### WHAT THE TASK REQUIRES
Provide the count of lines below that include the word "slate", without any accompanying remarks.

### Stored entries

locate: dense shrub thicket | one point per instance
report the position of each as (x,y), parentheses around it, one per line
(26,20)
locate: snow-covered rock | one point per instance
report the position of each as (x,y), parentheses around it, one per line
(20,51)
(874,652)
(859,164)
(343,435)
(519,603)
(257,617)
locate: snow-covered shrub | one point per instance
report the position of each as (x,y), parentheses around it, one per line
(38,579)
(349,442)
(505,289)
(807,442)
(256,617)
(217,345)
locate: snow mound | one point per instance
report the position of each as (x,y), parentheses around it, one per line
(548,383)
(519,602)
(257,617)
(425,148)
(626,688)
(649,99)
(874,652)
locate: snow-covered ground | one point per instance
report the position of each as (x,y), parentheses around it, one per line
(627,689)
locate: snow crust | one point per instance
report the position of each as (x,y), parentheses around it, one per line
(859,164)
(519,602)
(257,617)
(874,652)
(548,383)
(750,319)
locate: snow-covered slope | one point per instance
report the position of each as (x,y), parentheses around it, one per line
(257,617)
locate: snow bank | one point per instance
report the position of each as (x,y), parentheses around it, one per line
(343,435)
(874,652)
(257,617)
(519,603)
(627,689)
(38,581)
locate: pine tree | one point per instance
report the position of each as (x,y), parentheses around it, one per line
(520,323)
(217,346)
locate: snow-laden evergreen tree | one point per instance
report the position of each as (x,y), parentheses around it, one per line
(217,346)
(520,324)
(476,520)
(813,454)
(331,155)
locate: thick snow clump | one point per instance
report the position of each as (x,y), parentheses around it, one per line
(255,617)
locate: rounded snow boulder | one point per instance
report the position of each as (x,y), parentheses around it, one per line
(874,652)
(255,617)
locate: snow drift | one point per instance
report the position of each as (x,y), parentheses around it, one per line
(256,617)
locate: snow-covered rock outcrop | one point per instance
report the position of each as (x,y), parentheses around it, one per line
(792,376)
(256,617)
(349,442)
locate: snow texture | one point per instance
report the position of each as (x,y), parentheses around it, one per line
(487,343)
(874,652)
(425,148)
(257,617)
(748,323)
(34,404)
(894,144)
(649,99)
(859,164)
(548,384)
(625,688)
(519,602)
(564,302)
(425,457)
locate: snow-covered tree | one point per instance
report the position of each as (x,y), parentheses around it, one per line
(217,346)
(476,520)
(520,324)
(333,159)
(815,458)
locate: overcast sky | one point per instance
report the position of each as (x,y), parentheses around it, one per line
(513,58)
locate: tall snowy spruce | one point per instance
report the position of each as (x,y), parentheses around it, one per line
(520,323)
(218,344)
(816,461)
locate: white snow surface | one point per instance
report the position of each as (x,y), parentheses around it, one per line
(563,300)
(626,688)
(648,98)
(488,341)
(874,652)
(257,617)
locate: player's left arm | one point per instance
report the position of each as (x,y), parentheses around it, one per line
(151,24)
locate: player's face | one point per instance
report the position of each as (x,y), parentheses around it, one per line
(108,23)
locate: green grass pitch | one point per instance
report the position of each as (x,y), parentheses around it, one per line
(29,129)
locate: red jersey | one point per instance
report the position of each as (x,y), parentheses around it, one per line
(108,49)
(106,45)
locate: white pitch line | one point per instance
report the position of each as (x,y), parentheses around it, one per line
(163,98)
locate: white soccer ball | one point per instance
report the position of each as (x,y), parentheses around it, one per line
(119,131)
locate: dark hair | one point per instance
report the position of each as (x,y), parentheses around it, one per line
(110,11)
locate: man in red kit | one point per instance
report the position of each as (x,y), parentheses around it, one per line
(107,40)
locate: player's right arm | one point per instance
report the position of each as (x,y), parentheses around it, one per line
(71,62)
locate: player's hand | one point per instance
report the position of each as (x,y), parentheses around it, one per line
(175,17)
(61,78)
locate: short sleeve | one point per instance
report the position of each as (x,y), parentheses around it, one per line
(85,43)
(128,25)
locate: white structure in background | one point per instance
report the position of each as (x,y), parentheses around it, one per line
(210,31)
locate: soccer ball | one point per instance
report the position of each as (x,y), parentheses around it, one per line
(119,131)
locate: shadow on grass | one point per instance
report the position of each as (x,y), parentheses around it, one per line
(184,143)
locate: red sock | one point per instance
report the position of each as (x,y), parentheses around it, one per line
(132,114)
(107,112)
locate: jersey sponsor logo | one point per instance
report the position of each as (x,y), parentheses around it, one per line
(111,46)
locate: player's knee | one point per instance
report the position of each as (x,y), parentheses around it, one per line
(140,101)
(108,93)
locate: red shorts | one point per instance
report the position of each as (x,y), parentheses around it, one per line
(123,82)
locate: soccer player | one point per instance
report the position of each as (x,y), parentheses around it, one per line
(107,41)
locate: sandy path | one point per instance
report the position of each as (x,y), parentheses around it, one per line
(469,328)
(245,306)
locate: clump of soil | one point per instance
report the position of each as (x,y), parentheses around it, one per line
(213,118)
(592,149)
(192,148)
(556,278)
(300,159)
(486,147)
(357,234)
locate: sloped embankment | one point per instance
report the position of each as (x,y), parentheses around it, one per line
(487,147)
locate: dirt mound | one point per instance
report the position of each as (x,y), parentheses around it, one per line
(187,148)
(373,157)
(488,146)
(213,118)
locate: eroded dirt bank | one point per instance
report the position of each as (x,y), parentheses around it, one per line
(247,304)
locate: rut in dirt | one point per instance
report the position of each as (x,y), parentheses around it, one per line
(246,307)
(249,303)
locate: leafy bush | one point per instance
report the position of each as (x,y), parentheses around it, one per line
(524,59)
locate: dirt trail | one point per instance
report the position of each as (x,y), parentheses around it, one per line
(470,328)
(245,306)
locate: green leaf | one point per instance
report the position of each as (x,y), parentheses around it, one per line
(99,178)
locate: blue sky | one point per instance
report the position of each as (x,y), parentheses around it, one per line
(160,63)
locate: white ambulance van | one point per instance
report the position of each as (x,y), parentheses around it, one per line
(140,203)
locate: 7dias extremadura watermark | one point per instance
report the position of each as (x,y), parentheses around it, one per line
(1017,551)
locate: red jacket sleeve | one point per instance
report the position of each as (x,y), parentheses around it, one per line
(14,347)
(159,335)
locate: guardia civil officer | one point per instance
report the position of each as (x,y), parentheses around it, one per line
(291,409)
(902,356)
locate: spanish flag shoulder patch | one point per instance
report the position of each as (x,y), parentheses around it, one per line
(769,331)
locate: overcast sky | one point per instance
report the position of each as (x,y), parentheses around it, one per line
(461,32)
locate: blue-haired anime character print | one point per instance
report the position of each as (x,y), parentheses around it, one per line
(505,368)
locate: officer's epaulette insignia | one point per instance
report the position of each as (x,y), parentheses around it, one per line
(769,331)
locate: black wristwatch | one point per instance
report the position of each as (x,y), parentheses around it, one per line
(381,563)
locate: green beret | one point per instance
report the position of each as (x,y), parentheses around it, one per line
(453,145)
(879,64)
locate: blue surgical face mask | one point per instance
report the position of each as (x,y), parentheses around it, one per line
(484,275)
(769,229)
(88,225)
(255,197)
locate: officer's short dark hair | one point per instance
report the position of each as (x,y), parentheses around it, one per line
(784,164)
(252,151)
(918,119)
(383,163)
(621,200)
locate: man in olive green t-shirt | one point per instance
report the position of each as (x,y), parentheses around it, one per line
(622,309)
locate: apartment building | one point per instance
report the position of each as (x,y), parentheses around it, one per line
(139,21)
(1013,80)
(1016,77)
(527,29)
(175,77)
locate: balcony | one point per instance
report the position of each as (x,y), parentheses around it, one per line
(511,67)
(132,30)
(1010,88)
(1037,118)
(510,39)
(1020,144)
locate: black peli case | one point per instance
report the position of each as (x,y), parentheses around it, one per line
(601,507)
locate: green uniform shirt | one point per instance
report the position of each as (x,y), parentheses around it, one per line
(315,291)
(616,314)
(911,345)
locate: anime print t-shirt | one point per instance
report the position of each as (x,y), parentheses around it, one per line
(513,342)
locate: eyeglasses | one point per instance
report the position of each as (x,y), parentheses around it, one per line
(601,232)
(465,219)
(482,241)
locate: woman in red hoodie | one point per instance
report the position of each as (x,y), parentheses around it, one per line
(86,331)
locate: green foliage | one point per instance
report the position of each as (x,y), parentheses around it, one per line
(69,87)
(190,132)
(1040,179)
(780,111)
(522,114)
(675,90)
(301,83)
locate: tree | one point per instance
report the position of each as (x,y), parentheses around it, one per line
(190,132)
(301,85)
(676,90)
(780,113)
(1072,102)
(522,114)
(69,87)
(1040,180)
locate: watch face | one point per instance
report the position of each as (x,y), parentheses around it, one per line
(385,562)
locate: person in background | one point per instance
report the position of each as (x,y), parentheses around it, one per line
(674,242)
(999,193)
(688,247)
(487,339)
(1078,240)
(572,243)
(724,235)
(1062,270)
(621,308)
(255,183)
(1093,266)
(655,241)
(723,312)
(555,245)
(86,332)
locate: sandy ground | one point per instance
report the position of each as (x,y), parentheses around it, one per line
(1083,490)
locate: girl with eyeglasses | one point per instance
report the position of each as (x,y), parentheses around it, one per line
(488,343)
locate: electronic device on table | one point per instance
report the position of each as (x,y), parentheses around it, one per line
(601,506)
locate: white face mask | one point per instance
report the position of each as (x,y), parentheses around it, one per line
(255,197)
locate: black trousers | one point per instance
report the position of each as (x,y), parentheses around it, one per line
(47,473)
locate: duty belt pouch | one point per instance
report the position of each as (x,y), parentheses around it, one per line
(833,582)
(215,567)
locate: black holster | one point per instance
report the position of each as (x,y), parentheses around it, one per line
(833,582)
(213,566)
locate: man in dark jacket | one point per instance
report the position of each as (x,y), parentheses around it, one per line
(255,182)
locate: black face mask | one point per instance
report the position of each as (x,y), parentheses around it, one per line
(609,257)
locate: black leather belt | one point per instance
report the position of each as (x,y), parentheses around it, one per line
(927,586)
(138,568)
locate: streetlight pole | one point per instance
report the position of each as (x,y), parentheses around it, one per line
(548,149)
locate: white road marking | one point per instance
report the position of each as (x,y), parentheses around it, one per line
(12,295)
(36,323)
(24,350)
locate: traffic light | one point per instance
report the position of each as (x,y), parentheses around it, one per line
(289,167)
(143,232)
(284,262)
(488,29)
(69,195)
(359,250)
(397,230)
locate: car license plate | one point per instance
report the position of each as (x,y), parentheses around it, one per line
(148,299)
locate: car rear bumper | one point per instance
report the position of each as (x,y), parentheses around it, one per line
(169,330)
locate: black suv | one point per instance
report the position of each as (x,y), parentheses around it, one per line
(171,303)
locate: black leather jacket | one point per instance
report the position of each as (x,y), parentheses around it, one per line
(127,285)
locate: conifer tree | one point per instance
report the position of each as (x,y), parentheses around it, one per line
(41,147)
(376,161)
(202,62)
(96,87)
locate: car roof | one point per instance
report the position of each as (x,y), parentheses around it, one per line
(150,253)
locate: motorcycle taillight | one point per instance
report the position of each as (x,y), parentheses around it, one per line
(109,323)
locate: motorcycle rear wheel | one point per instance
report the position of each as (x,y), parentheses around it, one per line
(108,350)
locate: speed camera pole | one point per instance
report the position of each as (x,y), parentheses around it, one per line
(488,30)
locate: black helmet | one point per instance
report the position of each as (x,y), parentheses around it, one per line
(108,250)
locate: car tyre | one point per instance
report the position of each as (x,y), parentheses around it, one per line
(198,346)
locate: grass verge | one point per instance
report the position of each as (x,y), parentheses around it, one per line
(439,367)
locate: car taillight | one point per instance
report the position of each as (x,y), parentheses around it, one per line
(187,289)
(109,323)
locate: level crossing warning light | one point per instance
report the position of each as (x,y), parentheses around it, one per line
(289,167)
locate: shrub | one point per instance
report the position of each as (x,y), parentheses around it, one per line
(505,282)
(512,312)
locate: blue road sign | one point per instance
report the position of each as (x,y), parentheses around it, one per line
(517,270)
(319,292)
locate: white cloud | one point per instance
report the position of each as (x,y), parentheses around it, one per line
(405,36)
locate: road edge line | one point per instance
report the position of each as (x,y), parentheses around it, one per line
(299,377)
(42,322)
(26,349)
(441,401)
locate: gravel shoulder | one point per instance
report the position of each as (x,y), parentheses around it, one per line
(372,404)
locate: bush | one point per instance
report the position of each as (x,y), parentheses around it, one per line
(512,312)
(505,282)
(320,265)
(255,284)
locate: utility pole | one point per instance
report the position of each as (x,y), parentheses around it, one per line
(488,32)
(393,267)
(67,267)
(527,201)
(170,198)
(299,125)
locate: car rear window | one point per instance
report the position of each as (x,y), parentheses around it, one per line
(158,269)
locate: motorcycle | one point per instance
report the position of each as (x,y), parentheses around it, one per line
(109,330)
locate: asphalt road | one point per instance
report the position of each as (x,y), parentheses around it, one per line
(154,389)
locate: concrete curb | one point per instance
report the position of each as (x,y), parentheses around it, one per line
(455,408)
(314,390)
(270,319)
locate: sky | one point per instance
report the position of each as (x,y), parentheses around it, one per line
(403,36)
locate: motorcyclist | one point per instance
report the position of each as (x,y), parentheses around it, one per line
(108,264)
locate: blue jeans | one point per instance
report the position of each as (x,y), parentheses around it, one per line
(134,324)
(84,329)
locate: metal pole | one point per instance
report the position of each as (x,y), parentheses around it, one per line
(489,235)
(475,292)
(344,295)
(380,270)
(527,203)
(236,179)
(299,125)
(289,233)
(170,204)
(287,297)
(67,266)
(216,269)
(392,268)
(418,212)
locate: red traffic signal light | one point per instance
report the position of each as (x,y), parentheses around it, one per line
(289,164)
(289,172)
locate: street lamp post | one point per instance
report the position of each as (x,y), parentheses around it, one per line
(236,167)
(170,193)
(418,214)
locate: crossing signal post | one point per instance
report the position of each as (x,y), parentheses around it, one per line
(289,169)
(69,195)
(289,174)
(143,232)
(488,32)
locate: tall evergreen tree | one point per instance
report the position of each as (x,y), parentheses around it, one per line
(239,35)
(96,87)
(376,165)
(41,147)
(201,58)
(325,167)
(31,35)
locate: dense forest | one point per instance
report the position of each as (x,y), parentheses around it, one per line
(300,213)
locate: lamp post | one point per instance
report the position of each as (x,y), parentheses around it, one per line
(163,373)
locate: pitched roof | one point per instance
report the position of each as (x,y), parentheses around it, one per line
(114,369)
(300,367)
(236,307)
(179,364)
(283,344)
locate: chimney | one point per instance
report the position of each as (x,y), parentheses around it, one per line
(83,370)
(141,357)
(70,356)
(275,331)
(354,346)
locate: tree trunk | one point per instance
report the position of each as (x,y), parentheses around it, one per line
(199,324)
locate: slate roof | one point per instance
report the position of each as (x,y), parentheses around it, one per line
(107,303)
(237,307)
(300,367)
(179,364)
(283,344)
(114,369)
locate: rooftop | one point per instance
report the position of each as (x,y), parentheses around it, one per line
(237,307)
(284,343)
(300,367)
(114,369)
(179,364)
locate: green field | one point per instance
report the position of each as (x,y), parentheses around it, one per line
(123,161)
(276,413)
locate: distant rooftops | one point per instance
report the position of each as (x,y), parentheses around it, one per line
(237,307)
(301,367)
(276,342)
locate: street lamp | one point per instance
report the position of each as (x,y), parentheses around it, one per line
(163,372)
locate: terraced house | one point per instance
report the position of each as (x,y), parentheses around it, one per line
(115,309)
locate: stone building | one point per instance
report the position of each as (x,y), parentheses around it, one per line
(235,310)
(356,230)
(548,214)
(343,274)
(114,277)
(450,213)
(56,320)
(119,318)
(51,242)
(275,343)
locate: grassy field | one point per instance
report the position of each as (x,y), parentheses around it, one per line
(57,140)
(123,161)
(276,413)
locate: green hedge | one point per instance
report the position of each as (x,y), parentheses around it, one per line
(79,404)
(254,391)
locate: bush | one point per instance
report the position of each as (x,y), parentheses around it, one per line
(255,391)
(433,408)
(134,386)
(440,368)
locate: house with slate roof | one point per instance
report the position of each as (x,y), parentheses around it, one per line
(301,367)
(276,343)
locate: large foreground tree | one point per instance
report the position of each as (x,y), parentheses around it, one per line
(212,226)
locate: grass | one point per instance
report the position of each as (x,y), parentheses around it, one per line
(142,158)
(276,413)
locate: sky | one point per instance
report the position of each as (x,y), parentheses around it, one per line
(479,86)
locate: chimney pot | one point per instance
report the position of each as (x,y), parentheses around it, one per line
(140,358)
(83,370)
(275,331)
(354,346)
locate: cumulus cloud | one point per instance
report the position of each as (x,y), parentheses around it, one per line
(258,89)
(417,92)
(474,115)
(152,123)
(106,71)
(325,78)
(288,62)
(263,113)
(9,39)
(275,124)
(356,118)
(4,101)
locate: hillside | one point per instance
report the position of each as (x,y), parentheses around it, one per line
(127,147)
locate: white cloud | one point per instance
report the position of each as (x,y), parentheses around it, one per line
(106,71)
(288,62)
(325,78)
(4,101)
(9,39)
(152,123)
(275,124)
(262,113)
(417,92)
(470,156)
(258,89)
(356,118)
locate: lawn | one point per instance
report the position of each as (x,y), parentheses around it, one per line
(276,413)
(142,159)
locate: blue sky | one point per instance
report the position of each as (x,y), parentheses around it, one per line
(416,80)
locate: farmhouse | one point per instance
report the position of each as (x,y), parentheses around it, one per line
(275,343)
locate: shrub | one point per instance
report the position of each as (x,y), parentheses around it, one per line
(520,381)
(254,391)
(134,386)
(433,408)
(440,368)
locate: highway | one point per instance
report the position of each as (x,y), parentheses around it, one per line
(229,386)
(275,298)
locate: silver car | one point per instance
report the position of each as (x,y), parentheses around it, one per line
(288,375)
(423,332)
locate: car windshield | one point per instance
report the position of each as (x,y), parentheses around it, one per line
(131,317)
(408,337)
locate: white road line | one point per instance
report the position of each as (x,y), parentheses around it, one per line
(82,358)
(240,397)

### RESPONSE BELOW
2